*** Opening of THE DATA ***

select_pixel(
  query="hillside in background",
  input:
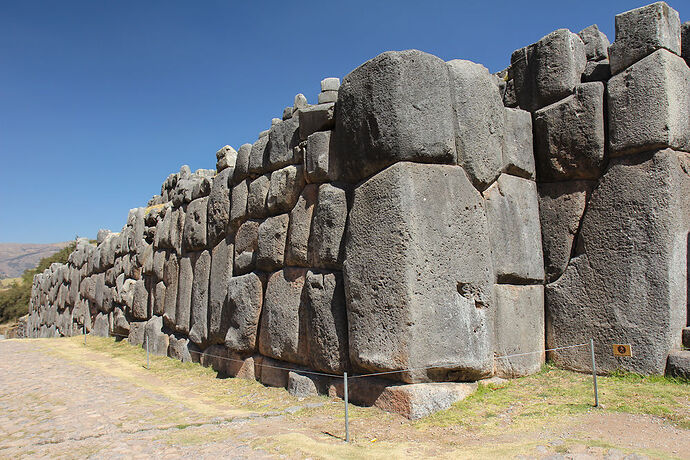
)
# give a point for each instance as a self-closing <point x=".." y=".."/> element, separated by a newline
<point x="15" y="258"/>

*** Close of THE DATA ***

TASK -
In the data above, find the line containing "# give a point", then copy it and every later line exactly.

RESULT FOR THIS EXERCISE -
# give a point for each instance as a self-closing <point x=".." y=".."/> element, separated by a newline
<point x="15" y="258"/>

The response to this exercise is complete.